— Exercise objective —
Report each line from the data below that holds the word "tree".

— Exercise materials —
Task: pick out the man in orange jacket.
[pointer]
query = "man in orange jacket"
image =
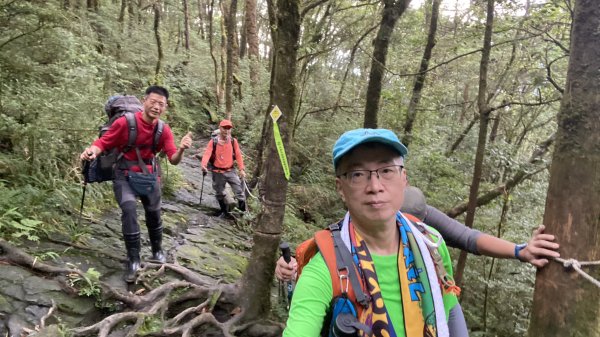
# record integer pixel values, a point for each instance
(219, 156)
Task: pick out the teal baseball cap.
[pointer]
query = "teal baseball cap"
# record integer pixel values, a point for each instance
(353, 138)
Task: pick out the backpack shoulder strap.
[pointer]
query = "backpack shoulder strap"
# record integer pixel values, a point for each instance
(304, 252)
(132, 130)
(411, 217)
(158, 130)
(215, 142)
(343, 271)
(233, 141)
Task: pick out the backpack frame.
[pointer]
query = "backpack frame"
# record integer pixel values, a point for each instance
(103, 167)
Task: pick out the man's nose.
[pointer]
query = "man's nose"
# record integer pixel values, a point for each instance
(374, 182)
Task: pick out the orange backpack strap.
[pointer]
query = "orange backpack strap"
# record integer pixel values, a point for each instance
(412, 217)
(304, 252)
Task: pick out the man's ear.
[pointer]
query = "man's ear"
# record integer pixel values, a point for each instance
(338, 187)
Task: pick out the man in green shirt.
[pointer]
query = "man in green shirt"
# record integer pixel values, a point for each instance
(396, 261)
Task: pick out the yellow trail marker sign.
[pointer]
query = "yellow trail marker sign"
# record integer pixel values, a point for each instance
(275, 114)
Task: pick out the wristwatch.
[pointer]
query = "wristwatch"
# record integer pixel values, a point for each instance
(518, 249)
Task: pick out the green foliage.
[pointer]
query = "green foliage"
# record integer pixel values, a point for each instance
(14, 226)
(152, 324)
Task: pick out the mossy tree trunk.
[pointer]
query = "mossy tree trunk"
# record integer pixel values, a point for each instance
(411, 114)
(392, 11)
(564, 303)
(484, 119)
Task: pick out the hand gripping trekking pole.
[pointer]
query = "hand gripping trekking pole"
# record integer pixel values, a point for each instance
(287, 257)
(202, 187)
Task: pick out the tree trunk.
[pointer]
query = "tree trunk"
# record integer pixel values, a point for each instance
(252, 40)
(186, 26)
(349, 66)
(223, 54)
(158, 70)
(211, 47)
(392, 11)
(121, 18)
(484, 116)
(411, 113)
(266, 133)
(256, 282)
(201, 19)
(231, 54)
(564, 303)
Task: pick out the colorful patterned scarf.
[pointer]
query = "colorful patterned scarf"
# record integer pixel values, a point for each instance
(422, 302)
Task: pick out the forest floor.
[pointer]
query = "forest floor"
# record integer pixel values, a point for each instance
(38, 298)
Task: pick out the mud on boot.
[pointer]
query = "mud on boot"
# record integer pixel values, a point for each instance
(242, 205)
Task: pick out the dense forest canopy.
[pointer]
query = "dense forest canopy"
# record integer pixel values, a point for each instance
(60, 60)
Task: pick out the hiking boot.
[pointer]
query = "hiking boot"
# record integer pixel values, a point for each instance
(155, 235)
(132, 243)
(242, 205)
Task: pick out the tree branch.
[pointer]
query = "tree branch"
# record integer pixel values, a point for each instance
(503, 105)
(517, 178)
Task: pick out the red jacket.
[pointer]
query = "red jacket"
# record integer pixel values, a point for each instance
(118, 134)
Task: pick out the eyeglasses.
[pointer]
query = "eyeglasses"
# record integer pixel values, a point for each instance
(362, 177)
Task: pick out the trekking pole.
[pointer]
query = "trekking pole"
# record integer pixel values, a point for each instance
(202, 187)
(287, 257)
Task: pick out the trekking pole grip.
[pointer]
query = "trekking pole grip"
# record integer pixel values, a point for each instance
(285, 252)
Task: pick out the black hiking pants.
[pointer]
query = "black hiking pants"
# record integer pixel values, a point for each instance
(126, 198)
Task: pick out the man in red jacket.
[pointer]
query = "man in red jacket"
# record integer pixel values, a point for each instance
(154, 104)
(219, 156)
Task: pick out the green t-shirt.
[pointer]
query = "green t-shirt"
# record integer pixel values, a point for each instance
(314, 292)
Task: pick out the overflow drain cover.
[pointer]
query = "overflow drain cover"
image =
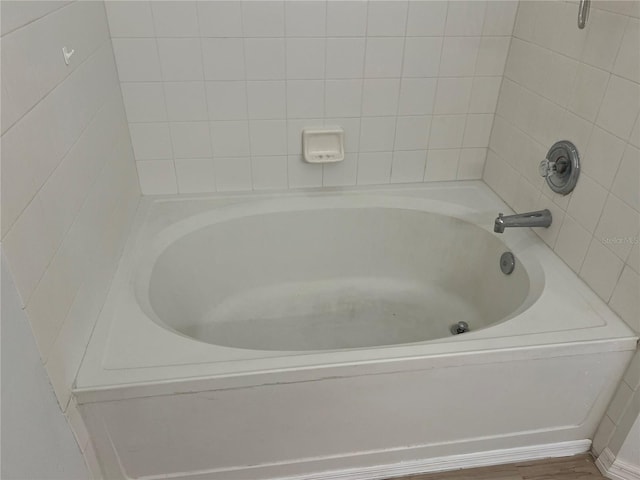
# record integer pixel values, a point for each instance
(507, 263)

— Task solution —
Task: pick out the mossy tree trunk.
query = "mossy tree trunk"
Task: pick out the tree trunk.
query = "tree trunk"
Task: pick out the tree branch.
query = "tree branch"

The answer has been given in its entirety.